■ **SELECTED PASSAGE**:
== Segment start ==
Mumsnet has not checked the qualifications of anyone posting here. If you need help urgently or expert advice, please see our domestic violence webguide and/or relationships webguide. Many Mumsnetters experiencing domestic abuse have found this thread helpful: Listen up, everybody

Has anyone ever made it out of the toxic stage?

2 replies

jasergra · 02/04/2022 20:43

Bit of context, DP and I have been together for 5 years with a short break in the middle where we split but then decided we did ultimately love each other a lot and would work on things. Since this our relationship has mostly been great and has improved massively.

We got together when we were young so we have both matured over time, however ever so often I feel us slipping back into old toxic ways, especially in the heat of an argument. E.g. he will bring up something from the past or I will swear at him and call him a name or something. I know for some this might be general run of the mill arguing but we really are trying to create as healthy a relationship as possible.
== Segment end ==
■ **ACTIVITY LIST**:
**A)** Can you restate the paragraph of the forum post that begins "Bit of context" more briefly while keeping its main facts?
**B)** Could you transcribe the forum post between "jasergra · 02/04/2022" and "relationship as possible.", inclusive?
You won't need the entries for any of this.

■ **Stored data**:
== Segment start ==
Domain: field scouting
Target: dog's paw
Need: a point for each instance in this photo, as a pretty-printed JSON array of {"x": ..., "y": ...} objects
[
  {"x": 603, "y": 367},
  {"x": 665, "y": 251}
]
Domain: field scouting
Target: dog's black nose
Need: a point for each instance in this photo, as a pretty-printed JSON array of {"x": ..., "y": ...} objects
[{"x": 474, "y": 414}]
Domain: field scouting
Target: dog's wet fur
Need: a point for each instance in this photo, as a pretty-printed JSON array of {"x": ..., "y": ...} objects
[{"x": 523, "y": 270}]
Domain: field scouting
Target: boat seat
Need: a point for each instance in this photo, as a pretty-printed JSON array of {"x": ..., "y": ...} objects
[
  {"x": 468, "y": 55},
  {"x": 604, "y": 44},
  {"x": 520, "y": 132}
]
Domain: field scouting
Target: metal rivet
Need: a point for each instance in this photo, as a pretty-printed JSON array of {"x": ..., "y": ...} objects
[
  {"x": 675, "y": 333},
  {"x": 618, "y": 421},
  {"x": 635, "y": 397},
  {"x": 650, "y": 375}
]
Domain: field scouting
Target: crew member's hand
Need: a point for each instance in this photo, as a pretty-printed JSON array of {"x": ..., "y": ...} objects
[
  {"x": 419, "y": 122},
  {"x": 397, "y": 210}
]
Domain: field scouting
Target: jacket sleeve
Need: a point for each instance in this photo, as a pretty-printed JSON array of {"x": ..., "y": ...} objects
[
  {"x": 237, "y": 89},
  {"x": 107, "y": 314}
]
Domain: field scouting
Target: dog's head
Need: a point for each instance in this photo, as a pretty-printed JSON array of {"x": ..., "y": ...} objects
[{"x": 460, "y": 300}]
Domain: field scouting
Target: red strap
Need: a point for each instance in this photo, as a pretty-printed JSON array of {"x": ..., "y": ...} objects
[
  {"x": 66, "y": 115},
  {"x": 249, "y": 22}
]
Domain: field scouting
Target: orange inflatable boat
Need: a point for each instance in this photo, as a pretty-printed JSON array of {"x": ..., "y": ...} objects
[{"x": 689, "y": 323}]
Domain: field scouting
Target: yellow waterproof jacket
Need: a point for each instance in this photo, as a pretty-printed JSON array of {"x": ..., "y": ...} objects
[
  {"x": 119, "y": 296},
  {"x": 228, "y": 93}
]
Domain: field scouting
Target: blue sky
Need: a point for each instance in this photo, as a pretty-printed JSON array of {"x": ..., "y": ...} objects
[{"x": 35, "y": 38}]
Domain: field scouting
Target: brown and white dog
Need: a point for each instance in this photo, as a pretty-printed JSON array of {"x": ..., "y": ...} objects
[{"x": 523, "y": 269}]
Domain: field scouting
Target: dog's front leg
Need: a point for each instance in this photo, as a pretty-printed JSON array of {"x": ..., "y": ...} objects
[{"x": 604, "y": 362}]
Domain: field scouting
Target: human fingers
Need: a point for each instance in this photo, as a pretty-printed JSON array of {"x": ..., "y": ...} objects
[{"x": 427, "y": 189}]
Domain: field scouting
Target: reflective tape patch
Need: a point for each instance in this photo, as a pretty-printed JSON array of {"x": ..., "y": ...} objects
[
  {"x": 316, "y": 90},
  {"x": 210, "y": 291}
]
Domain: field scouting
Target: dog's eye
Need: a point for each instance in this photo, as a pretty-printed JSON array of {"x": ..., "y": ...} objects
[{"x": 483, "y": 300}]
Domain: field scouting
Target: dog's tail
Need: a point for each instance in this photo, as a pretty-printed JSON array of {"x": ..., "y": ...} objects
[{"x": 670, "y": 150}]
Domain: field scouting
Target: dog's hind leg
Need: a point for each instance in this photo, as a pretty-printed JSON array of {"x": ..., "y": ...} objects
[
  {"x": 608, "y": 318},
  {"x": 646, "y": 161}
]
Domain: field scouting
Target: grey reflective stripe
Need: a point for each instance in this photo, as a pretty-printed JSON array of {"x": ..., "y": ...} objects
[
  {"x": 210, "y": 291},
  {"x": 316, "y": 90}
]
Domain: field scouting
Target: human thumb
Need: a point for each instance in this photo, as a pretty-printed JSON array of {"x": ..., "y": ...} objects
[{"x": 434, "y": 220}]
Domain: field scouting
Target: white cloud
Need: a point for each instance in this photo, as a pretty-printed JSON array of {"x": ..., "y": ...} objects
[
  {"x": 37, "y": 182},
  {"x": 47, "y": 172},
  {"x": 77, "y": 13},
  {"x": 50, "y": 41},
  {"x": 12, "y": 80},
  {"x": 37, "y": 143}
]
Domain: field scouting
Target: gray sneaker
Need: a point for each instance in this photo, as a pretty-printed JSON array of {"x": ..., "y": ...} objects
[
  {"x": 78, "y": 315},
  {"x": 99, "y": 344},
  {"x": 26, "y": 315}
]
== Segment end ==
■ **ANSWERS FOR EACH ITEM**:
**A)** The writer and DP have been together for five years, apart from a short split, after which they decided they loved each other a lot and would work on things. Since then, the relationship has mostly been great and has improved massively.

**B)**
jasergra · 02/04/2022 20:43

Bit of context, DP and I have been together for 5 years with a short break in the middle where we split but then decided we did ultimately love each other a lot and would work on things. Since this our relationship has mostly been great and has improved massively.

We got together when we were young so we have both matured over time, however ever so often I feel us slipping back into old toxic ways, especially in the heat of an argument. E.g. he will bring up something from the past or I will swear at him and call him a name or something. I know for some this might be general run of the mill arguing but we really are trying to create as healthy a relationship as possible.